## Begin EXCERPTED DATA
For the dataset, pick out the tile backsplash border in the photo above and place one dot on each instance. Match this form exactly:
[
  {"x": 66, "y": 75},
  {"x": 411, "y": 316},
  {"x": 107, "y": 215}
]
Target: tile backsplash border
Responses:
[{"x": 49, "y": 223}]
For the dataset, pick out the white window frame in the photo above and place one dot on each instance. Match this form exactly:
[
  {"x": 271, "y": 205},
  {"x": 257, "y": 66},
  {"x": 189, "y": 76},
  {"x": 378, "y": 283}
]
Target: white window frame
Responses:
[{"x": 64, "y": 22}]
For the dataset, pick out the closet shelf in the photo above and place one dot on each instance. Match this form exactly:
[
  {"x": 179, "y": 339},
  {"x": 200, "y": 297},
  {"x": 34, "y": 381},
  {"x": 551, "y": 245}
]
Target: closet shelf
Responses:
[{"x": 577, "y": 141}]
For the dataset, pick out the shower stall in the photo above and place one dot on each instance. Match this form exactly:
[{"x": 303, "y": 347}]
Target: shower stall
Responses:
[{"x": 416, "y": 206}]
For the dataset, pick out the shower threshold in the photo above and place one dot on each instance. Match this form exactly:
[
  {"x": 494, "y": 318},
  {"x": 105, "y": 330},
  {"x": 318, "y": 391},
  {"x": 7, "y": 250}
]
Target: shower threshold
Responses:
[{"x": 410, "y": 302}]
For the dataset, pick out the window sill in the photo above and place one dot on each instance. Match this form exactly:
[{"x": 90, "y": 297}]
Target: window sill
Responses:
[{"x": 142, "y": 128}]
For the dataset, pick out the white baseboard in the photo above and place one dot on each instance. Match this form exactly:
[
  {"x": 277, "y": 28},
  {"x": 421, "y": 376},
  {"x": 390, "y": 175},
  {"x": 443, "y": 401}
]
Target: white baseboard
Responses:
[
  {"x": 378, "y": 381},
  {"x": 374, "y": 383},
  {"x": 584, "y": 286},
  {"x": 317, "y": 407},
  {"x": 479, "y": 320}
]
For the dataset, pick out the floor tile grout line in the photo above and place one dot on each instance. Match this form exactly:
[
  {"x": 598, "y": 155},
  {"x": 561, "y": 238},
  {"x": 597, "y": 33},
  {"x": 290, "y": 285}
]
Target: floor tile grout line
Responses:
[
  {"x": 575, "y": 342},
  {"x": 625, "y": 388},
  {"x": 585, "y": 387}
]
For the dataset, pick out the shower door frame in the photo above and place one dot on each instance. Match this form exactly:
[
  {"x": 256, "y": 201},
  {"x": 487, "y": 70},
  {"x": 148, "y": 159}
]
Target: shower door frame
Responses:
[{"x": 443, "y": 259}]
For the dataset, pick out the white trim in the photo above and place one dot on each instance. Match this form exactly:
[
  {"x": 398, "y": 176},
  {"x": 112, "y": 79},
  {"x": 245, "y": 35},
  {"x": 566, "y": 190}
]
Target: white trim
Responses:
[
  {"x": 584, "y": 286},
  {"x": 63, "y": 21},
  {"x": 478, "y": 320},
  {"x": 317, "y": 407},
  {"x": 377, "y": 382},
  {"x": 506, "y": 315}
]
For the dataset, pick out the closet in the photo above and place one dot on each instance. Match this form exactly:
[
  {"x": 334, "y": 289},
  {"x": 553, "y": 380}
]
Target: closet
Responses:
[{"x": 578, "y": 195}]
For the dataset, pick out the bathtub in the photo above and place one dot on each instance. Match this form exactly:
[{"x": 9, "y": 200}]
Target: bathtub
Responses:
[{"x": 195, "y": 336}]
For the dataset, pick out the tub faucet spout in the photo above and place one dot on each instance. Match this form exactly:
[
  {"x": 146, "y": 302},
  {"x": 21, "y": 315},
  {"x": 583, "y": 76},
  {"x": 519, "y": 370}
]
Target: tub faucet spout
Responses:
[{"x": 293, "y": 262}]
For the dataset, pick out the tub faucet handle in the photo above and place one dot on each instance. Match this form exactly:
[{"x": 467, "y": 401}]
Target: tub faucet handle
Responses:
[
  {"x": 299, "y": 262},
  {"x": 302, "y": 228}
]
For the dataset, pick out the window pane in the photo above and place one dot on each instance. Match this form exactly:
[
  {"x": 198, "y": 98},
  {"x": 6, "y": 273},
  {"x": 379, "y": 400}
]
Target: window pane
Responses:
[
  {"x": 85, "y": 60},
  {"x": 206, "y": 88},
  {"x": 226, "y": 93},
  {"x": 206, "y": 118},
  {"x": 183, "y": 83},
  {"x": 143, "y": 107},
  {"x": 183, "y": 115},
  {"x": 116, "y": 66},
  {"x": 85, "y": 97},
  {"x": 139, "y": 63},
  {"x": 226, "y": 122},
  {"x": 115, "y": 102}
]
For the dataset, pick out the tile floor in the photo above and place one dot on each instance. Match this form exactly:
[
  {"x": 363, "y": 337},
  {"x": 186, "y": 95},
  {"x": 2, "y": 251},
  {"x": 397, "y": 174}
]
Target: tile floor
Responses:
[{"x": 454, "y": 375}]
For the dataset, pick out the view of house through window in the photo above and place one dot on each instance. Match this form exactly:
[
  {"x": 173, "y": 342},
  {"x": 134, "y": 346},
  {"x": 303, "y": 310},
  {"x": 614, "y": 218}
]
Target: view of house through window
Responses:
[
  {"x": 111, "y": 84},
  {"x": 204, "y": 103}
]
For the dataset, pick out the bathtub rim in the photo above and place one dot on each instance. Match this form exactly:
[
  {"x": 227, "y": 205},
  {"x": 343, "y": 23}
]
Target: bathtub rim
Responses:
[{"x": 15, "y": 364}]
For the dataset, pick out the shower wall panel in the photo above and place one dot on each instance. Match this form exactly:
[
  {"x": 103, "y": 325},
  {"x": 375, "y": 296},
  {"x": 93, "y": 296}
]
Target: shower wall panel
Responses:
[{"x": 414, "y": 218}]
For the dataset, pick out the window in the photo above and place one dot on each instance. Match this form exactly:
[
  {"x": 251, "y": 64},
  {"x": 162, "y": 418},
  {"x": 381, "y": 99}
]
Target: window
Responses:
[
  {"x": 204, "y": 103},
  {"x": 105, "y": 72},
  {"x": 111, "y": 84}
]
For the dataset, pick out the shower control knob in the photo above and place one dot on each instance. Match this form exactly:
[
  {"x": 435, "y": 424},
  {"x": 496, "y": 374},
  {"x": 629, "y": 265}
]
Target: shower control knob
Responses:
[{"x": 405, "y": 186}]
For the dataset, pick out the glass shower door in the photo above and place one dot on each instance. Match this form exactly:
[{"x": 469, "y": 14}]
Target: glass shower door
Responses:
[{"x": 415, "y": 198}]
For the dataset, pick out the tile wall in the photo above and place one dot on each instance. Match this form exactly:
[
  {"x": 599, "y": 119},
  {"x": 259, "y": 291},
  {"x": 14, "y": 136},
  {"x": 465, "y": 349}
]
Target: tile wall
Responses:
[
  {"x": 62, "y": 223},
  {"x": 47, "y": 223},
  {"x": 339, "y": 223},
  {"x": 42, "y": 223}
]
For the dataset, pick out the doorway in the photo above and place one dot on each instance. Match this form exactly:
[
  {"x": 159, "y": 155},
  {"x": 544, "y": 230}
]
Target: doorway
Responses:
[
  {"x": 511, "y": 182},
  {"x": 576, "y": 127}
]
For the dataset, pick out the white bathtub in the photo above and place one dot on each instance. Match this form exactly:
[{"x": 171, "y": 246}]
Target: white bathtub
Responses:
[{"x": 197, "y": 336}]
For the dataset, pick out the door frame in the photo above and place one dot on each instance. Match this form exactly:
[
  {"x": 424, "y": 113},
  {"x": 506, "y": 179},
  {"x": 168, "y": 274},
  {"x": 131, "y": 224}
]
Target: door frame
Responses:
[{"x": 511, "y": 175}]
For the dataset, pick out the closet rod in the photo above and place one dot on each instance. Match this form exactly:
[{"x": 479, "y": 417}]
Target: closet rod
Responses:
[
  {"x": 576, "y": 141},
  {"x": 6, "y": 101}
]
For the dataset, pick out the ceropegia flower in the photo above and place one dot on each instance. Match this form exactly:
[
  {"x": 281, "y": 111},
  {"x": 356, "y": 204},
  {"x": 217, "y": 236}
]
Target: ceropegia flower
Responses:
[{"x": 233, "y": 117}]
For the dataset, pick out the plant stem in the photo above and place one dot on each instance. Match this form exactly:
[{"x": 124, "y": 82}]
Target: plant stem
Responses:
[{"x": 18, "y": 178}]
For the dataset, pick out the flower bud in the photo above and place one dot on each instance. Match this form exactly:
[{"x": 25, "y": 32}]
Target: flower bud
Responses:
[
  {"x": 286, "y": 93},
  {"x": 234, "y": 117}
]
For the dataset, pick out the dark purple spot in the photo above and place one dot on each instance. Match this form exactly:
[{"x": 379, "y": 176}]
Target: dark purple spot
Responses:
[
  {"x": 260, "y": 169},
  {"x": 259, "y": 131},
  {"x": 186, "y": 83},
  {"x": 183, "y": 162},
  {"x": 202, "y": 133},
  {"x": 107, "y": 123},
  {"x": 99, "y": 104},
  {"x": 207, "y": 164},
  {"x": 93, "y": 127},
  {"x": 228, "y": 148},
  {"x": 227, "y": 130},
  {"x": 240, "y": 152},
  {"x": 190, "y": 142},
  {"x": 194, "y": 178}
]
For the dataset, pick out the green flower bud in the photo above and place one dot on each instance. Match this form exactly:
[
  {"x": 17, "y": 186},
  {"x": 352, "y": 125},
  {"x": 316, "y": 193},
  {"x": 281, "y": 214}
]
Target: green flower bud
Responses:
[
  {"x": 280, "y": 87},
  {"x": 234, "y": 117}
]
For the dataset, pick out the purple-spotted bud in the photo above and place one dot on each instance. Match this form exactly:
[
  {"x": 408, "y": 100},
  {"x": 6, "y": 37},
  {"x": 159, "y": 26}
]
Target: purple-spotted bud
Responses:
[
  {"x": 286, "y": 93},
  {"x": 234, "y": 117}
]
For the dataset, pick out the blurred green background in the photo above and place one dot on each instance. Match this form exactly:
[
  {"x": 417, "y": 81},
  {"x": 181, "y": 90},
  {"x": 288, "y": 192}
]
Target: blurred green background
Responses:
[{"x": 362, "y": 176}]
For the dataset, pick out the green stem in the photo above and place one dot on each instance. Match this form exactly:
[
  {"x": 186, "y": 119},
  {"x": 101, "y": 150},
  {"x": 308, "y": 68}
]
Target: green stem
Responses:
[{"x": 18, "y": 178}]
## End EXCERPTED DATA
From the line holding "For the dataset, pick out the dark" through the last line above, reproduce each line exactly and add nothing.

For the dataset, pick out the dark purple spot in the photo above and place one dot on each instance. Match this form exactly:
[{"x": 379, "y": 176}]
Target: dark purple spot
Responses:
[
  {"x": 260, "y": 169},
  {"x": 259, "y": 131},
  {"x": 186, "y": 83},
  {"x": 183, "y": 162},
  {"x": 202, "y": 133},
  {"x": 107, "y": 123},
  {"x": 99, "y": 104},
  {"x": 207, "y": 164},
  {"x": 93, "y": 127},
  {"x": 228, "y": 148},
  {"x": 227, "y": 130},
  {"x": 240, "y": 152},
  {"x": 190, "y": 142},
  {"x": 194, "y": 178}
]
For the dataset, pick out the green flower bud in the photo above and place one dot on each instance. Match this form exactly:
[
  {"x": 17, "y": 186},
  {"x": 352, "y": 125},
  {"x": 316, "y": 193},
  {"x": 281, "y": 214}
]
Target: green flower bud
Responses:
[
  {"x": 280, "y": 87},
  {"x": 234, "y": 117}
]
For the dataset, pick out the purple-spotted bud in the photo above and place one dot on each instance. Match this form exactly:
[
  {"x": 408, "y": 100},
  {"x": 6, "y": 37},
  {"x": 159, "y": 26}
]
Target: purple-spotted bud
Responses:
[
  {"x": 286, "y": 93},
  {"x": 234, "y": 117}
]
For the dataset, pick out the blurred green background in the photo above and place one dot on each instance. Match this form exactly:
[
  {"x": 417, "y": 81},
  {"x": 181, "y": 90},
  {"x": 288, "y": 192}
]
Target: blurred green background
Responses:
[{"x": 362, "y": 176}]
For the dataset, pick out the green stem in the photo above and place one dot on each instance. Match this form exactly:
[
  {"x": 186, "y": 119},
  {"x": 101, "y": 150},
  {"x": 308, "y": 68}
]
Target: green stem
Responses:
[{"x": 18, "y": 178}]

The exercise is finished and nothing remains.